* **SHORT PROBLEM**:
Rewrite the records below, replacing every "Provide" with "Draw" and keeping everything else the same. Omit the pictures.

* **DATASET RECORDS**:
§ §
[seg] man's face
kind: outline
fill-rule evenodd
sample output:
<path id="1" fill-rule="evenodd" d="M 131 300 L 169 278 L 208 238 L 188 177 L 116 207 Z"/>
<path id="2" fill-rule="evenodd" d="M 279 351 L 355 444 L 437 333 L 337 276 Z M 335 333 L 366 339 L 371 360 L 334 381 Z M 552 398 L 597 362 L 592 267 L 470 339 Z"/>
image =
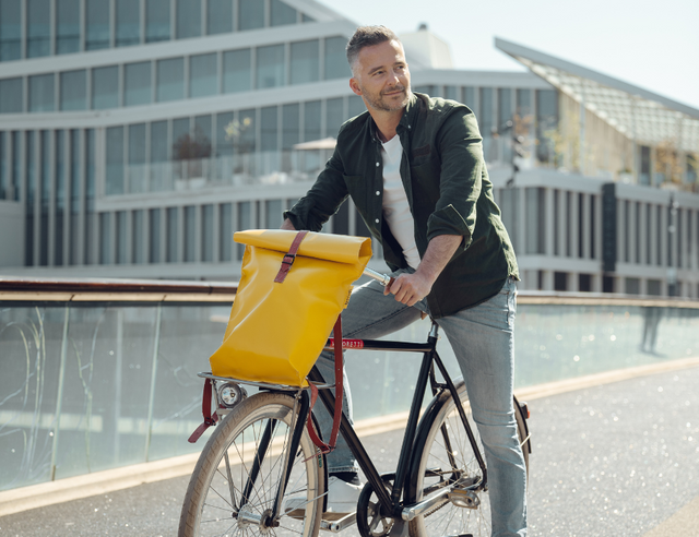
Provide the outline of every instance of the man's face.
<path id="1" fill-rule="evenodd" d="M 396 111 L 405 107 L 411 93 L 411 73 L 400 43 L 384 41 L 359 50 L 350 81 L 352 91 L 367 107 Z"/>

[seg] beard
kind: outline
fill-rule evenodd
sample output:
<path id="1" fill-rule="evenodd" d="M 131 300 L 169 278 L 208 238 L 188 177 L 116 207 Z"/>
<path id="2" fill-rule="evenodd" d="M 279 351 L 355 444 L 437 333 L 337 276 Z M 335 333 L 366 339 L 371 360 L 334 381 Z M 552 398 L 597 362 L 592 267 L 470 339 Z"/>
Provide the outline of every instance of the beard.
<path id="1" fill-rule="evenodd" d="M 364 88 L 362 90 L 364 94 L 363 96 L 367 100 L 368 105 L 371 108 L 381 111 L 398 111 L 405 108 L 411 96 L 410 87 L 406 87 L 402 84 L 390 87 L 384 92 L 381 92 L 378 96 L 371 95 L 369 92 L 364 91 Z M 400 102 L 388 102 L 383 98 L 387 93 L 393 93 L 395 91 L 404 92 L 404 97 Z"/>

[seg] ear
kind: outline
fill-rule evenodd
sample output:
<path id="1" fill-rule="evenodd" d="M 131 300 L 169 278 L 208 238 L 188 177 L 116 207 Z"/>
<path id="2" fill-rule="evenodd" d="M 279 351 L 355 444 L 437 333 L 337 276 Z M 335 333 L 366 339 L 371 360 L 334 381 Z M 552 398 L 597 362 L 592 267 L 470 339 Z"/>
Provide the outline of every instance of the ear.
<path id="1" fill-rule="evenodd" d="M 350 79 L 350 87 L 355 93 L 355 95 L 358 95 L 359 97 L 362 97 L 362 87 L 359 87 L 359 83 L 357 82 L 357 79 L 355 79 L 354 76 Z"/>

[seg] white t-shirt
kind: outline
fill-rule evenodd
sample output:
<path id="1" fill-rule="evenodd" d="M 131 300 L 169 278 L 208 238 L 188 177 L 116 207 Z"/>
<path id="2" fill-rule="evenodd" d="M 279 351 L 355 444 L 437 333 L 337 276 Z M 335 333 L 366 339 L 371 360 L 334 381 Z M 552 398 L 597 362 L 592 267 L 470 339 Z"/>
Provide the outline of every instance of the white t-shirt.
<path id="1" fill-rule="evenodd" d="M 407 195 L 401 180 L 401 158 L 403 146 L 395 135 L 381 144 L 383 157 L 383 218 L 389 229 L 401 244 L 407 264 L 413 268 L 419 265 L 419 252 L 415 244 L 415 220 L 407 204 Z"/>

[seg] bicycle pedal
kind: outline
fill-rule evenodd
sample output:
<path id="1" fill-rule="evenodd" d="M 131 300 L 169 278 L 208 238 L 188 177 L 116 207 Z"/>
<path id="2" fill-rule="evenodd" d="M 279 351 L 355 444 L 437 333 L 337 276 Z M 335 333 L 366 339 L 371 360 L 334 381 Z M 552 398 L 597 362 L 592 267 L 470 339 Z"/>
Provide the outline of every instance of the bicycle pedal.
<path id="1" fill-rule="evenodd" d="M 357 513 L 323 513 L 320 529 L 336 534 L 356 524 Z"/>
§ §
* **REPLY TO THE TASK**:
[seg] man's face
kind: outline
fill-rule evenodd
sample output:
<path id="1" fill-rule="evenodd" d="M 131 300 L 169 278 L 208 238 L 188 177 L 116 207 Z"/>
<path id="2" fill-rule="evenodd" d="M 279 351 L 355 444 L 437 333 L 337 276 Z M 335 333 L 366 339 L 371 360 L 334 381 Z M 552 398 L 597 362 L 592 267 L 470 339 Z"/>
image =
Draw the outline of every instance of the man's face.
<path id="1" fill-rule="evenodd" d="M 396 111 L 405 107 L 411 93 L 411 73 L 400 43 L 384 41 L 359 50 L 350 81 L 352 91 L 367 107 Z"/>

[seg] beard
kind: outline
fill-rule evenodd
sample output:
<path id="1" fill-rule="evenodd" d="M 131 300 L 169 278 L 208 238 L 188 177 L 116 207 Z"/>
<path id="2" fill-rule="evenodd" d="M 279 351 L 355 444 L 437 333 L 337 276 Z M 335 333 L 366 339 L 371 360 L 334 381 Z M 552 398 L 597 362 L 592 267 L 470 339 Z"/>
Draw the outline of every instance of the beard.
<path id="1" fill-rule="evenodd" d="M 364 88 L 362 90 L 364 94 L 363 96 L 367 100 L 368 105 L 371 108 L 381 111 L 398 111 L 405 108 L 411 96 L 410 87 L 406 87 L 402 84 L 390 87 L 384 92 L 381 92 L 378 96 L 371 95 L 369 92 L 364 91 Z M 400 102 L 388 102 L 383 98 L 387 93 L 393 93 L 395 91 L 404 92 L 404 97 Z"/>

[seg] ear
kind: outline
fill-rule evenodd
sample output:
<path id="1" fill-rule="evenodd" d="M 131 300 L 169 278 L 208 238 L 188 177 L 116 207 Z"/>
<path id="2" fill-rule="evenodd" d="M 279 351 L 355 444 L 437 333 L 337 276 Z M 335 333 L 366 339 L 371 360 L 334 381 Z M 552 398 L 597 362 L 592 267 L 470 339 Z"/>
Draw the outline of every instance of the ear.
<path id="1" fill-rule="evenodd" d="M 350 79 L 350 87 L 355 93 L 355 95 L 358 95 L 359 97 L 362 97 L 362 87 L 359 87 L 359 83 L 357 82 L 357 79 L 355 79 L 354 76 Z"/>

[seg] white t-shirt
kind: outline
fill-rule evenodd
sample output:
<path id="1" fill-rule="evenodd" d="M 131 300 L 169 278 L 208 238 L 188 177 L 116 207 Z"/>
<path id="2" fill-rule="evenodd" d="M 279 351 L 355 444 L 437 333 L 337 276 Z M 335 333 L 366 339 L 371 360 L 334 381 Z M 552 398 L 597 362 L 592 267 L 470 339 Z"/>
Draw the outline of every instance of the white t-shirt.
<path id="1" fill-rule="evenodd" d="M 407 195 L 401 180 L 401 158 L 403 146 L 395 135 L 381 144 L 383 157 L 383 218 L 389 229 L 401 244 L 407 264 L 413 268 L 419 265 L 419 252 L 415 244 L 415 220 L 407 204 Z"/>

[seg] bicycle pedal
kind: outline
fill-rule evenodd
sample output:
<path id="1" fill-rule="evenodd" d="M 131 300 L 169 278 L 208 238 L 188 177 L 116 207 Z"/>
<path id="2" fill-rule="evenodd" d="M 279 351 L 355 444 L 437 333 L 337 276 Z M 335 333 L 366 339 L 371 360 L 334 381 Z M 552 398 L 597 362 L 592 267 L 470 339 Z"/>
Draw the outline of every instance of the bicycle pedal.
<path id="1" fill-rule="evenodd" d="M 357 513 L 323 513 L 320 529 L 336 534 L 356 524 Z"/>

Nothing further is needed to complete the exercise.